Article:
========
Critical bug fixes and recall improvements (#68)

This commit is contained in:
Eli Peter 2026-05-11 12:42:39 -04:00 committed by GitHub
parent 7d0e7320e2
commit 55247b7fcd
No known key found for this signature in database
GPG key ID: B5690EEEBB952194
352 changed files with 60069 additions and 900 deletions

File diff suppressed because it is too large Load diff

View file

@ -208,6 +208,13 @@ pub struct AnalysisContext<'a> {
/// in a callback the per-body CFG can't observe. When `None`, no
/// closure-based suppression is applied.
pub closure_released_var_names: Option<&'a std::collections::HashSet<String>>,
/// Class-level constant scalars discovered for this file, keyed by
/// the unqualified field name (Java `static final TYPE NAME = LIT;`).
/// Used by `cfg_analysis::guards` to treat identifiers referencing
/// these fields as compile-time constants for the
/// `cfg-unguarded-sink` all-args-constant check. `None` outside Java
/// and on call sites that have not threaded the map through.
pub class_constant_scalars: Option<&'a std::collections::HashMap<String, String>>,
}
pub trait CfgAnalysis {

View file

@ -10,6 +10,43 @@ use std::collections::HashSet;
pub struct ResourceMisuse;
/// Distinguishes `obj.connect("event-name", handler)` event-handler
/// registrations from real database-connection acquires.
///
/// Recognises the canonical handler shape: a string-literal first arg
/// that does not look like a URL (`scheme://`), plus a second positional
/// argument that resolves to a single identifier (the callable being
/// registered). SQLAlchemy `engine.connect()` and `sqlite3.connect(
/// "path.db")` either pass zero args or a single string, so they fall
/// through and the leak check still fires.
========
Information shown:
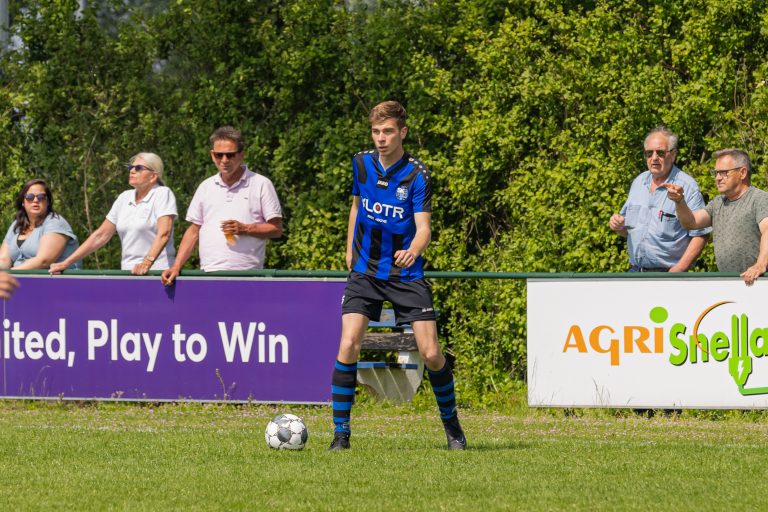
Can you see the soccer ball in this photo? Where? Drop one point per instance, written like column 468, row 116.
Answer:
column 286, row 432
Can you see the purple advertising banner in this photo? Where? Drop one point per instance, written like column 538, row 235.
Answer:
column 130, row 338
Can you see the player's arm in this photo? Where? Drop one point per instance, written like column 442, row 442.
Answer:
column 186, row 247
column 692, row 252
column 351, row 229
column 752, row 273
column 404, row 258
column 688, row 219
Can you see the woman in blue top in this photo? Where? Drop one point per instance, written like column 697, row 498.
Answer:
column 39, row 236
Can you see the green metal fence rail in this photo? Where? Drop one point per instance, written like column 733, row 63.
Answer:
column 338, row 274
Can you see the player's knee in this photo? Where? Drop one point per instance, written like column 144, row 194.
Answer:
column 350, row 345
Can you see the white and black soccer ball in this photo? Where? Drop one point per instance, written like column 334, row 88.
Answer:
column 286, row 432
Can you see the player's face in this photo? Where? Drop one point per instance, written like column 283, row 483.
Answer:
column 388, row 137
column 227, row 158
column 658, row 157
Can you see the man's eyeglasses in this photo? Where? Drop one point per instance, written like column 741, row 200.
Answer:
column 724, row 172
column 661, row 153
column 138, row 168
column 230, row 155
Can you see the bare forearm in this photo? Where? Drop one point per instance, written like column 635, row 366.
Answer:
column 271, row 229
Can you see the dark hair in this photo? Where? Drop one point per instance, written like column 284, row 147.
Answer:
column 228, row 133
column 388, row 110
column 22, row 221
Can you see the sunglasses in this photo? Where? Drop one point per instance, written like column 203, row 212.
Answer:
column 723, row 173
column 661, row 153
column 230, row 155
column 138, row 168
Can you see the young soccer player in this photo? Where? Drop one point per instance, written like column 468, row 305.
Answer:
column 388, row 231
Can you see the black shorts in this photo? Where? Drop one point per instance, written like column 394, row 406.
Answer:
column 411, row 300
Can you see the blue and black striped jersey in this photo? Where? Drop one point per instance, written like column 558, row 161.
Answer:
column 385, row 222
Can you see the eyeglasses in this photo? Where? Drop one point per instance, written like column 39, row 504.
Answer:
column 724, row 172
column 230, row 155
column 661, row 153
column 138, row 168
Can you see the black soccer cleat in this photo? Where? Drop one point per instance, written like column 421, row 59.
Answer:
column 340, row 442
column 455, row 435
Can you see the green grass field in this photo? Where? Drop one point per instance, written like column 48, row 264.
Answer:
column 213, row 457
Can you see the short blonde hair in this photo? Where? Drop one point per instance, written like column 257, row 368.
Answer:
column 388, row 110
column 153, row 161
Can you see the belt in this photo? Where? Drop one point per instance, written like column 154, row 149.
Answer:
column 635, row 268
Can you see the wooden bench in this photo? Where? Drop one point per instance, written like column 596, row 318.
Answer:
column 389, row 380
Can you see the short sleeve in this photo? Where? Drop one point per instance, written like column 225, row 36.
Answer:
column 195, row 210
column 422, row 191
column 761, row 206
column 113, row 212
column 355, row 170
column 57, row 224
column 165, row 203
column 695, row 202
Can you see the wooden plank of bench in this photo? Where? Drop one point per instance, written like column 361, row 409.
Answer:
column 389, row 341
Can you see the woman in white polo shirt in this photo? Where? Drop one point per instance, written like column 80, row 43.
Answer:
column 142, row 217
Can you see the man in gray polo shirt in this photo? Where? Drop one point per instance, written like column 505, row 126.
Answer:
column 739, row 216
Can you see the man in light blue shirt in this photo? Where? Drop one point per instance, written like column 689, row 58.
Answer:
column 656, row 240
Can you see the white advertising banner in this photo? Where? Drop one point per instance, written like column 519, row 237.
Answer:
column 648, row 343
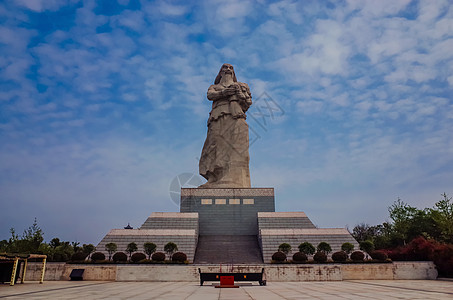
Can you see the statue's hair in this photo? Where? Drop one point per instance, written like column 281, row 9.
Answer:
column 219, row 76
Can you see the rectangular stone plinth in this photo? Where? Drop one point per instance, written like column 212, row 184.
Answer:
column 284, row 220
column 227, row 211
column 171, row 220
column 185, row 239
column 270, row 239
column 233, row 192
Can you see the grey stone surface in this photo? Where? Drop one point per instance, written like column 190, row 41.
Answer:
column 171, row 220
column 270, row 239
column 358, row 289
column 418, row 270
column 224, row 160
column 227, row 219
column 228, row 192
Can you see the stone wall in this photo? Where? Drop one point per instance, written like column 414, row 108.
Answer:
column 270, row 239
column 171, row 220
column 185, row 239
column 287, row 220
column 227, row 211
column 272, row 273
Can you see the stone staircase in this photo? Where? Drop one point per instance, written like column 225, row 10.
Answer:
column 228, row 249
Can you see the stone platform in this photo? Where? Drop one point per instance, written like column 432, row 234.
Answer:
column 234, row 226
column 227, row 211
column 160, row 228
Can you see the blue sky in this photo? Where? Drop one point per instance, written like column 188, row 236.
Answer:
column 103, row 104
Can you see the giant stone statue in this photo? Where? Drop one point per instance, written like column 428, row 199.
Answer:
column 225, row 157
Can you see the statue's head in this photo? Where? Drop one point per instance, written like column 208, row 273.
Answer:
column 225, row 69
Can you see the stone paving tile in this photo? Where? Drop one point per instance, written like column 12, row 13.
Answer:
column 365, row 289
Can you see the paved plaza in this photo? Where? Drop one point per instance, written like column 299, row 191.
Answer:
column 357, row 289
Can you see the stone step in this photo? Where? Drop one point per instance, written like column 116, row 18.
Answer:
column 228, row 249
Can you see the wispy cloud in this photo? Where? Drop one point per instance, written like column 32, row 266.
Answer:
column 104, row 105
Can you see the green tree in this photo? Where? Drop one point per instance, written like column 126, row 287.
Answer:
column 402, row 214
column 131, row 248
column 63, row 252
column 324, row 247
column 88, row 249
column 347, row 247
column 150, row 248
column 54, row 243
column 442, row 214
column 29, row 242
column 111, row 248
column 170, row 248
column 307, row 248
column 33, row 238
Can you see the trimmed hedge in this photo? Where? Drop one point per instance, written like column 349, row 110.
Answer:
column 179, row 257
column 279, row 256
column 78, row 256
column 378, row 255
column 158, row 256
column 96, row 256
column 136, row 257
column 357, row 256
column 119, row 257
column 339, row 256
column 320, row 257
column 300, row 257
========
Stated goal A:
According to the commit page, what key is used for the class-level constant scalars in `AnalysisContext`?
Stated goal B:
Write the next part of the commit diff, picking up after its last line.

Exercise response A:
The unqualified field name.

Exercise response B:
///
/// Kept out of the static `exclude_acquire` list because that list is
/// callee-substring-only; this check needs to read argument shape from
/// the call node.
fn is_event_handler_register_shape(info: &crate::cfg::NodeInfo) -> bool {
let Some(first_literal) = info
.call
.arg_string_literals
.first()
.and_then(|x| x.as_ref())
else {
return false;
};
if first_literal.contains("://") {
return false;
}
let Some(second_uses) = info.call.arg_uses.get(1) else {
return false;
};
// A bare identifier (`callback`) lands as `["callback"]`; a
// member-access ref (`self._on_status`) lands as `["self",
// "_on_status"]`. Both are valid handler shapes. Real DB connects
// either have no second positional or pass a non-ident value
// (string literal for `connect("user", "pass", ...)`), which lands
// as an empty `arg_uses[1]`.
!second_uses.is_empty()
}
/// Find nodes matching acquire patterns for a given resource pair,
/// excluding any that match `exclude_patterns`.
fn find_acquire_nodes(
@ -517,6 +554,21 @@ impl CfgAnalysis for ResourceMisuse {
if ctx.cfg[acquire].managed_resource {
continue;
}
// Suppress `obj.connect("event-name", callback)` event-
// handler registrations that share the `connect` /
// `cursor` callee suffix with real DB acquires. Sphinx
// app.connect("config-inited", on_init), Flask blueprint
// handlers, and MQTT client.connect("topic", on_msg) all
// pass a string literal event name plus a callable
// identifier; SQLAlchemy `engine.connect()` and
// `sqlite3.connect("path.db")` either have no args or a
// single string arg. Gated on the `db connection`
// resource name so file/socket/mutex pairs are untouched.
if pair.resource_name == "db connection"
&& is_event_handler_register_shape(&ctx.cfg[acquire])
{
continue;
}
// SAFE-FOR-FIELD-LHS (Go only): skip member-expression
// LHS acquires. `b.cpuprof = os.Create(...)` transfers
// ownership to the containing struct; closure
@ -598,3 +650,83 @@ impl CfgAnalysis for ResourceMisuse {
findings
}
}
#[cfg(test)]
mod tests {
use super::*;
use crate::cfg::{CallMeta, NodeInfo, StmtKind};
fn call_node(arg_string_literals: Vec<Option<String>>, arg_uses: Vec<Vec<String>>) -> NodeInfo {
NodeInfo {
kind: StmtKind::Call,
call: CallMeta {
callee: Some("obj.connect".into()),
arg_string_literals,
arg_uses,
..Default::default()
},
..Default::default()
}
}
#[test]
fn event_handler_shape_recognises_sphinx_connect() {
// app.connect("config-inited", _on_init)
let info = call_node(
vec![Some("config-inited".into()), None],
vec![vec![], vec!["_on_init".into()]],
);
assert!(is_event_handler_register_shape(&info));
}
#[test]
fn event_handler_shape_recognises_self_method_callback() {
// client.connect("device/+", self._on_status)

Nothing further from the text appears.